Passagem do texto >>
A reflexão é necessária, entre outras razões, para ajudar a entender por que Alexander von Humboldt (1769-1859) foi fundamental no surgimento desse terceiro sentido, e também por que ele se tornou revolucionário.
Humboldt? Quem nunca ouviu falar desse naturalista alemão ou faz pouca ideia de quem ele tenha sido –a pessoa mais famosa, provavelmente, do século 19– encontrará grande auxílio na premiada biografia escrita por Andrea Wulf, "A Invenção da Natureza: A Vida e as Descobertas de Alexander von Humboldt" [trad. Renato Marques, Planeta (selo Crítica), 592 págs., R$ 99,90]. Como o título da obra já anuncia, antes de Humboldt a última acepção simplesmente não existia.
O primeiro e mais antigo dos sentidos da palavra "natureza" (physis) provém dos gregos. É a força ou o princípio que dá vida e movimento a todas as coisas e se confunde com sua finalidade ou substância. A onça é um predador; é de sua natureza predar.
Com o Renascimento e o Iluminismo, firmou-se um segundo sentido, também muito comum na linguagem corrente: a natureza como ordem e necessidade. Vista dessa maneira, ela se apresenta como a manifestação externa de disposições imutáveis e regularidades a serem explicitadas pelo espírito humano na forma de leis, por assim dizer, naturais.
É na atmosfera intelectual legada por Galileu, Copérnico e Kepler que Humboldt vem ao mundo, numa abastada família aristocrática prussiana.
O talento para observar a natureza e assimilar grandes quantidades de conhecimento fez dele um naturalista precoce, com gosto peculiar por diários de viagem, como o do capitão James Cook, que havia dado a volta ao mundo.
Estudante prodigioso, tornou-se inspetor de minas aos 22 anos. Intrigado com a "eletricidade animal" investigada pelo italiano Luigi Galvani (1737-98), planejou e executou por conta própria 4.000 experimentos "em que cortou, espetou, cutucou e eletrocutou rãs, lagartos e camundongos", conta Wulf em seu livro.

Excertos de dados >>
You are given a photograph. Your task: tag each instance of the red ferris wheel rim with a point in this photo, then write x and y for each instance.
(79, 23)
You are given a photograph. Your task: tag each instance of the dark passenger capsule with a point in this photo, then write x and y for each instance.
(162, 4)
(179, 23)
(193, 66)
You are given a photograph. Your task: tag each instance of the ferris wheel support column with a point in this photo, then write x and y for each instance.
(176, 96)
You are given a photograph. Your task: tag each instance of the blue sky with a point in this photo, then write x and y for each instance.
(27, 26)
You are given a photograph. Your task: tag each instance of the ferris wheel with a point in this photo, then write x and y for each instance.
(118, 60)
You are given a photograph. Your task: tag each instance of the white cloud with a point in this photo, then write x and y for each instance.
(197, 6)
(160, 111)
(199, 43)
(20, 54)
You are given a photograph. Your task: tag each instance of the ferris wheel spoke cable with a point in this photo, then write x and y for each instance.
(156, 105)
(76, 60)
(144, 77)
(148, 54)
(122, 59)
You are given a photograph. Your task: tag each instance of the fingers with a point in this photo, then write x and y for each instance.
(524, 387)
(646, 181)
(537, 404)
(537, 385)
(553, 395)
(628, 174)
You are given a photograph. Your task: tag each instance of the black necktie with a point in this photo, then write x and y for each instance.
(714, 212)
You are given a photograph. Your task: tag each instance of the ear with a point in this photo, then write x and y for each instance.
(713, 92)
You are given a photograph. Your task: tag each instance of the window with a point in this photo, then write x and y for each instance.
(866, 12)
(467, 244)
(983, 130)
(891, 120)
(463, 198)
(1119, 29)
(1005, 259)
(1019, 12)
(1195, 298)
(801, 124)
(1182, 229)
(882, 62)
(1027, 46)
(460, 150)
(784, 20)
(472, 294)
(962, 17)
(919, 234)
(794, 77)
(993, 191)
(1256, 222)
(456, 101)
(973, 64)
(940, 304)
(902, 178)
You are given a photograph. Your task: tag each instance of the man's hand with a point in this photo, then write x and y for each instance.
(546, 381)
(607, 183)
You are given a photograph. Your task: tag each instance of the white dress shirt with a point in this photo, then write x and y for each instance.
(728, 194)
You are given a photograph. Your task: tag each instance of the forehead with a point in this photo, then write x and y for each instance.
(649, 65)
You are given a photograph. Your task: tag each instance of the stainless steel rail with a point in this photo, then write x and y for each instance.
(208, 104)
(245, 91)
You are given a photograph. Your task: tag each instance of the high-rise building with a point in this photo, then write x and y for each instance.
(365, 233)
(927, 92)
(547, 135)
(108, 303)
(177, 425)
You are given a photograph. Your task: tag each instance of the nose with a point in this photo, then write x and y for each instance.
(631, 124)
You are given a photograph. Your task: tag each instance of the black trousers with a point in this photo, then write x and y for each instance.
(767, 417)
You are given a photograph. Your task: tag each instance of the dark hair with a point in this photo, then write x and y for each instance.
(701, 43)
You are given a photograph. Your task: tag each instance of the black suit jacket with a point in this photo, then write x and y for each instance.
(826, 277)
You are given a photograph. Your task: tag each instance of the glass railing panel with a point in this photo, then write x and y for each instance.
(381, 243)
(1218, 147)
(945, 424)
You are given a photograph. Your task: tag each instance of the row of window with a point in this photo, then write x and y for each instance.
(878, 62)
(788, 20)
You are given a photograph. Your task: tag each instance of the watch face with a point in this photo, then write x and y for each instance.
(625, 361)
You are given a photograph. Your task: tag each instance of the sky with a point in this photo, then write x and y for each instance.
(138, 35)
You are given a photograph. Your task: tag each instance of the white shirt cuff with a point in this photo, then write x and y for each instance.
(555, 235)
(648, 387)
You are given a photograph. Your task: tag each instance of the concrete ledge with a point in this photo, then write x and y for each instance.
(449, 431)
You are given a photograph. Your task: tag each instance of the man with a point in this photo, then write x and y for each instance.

Instruções de trabalho >>
a: Substitua "onça" por "águia" no trecho do texto sobre Humboldt que vai de "O primeiro e" a "sua natureza predar." e apresente o resultado.
b: De acordo com o texto sobre Humboldt, com que idade ele se tornou inspetor de minas?

Resultados do exercício >>
a:
O primeiro e mais antigo dos sentidos da palavra "natureza" (physis) provém dos gregos. É a força ou o princípio que dá vida e movimento a todas as coisas e se confunde com sua finalidade ou substância. A águia é um predador; é de sua natureza predar.

b: Aos 22 anos.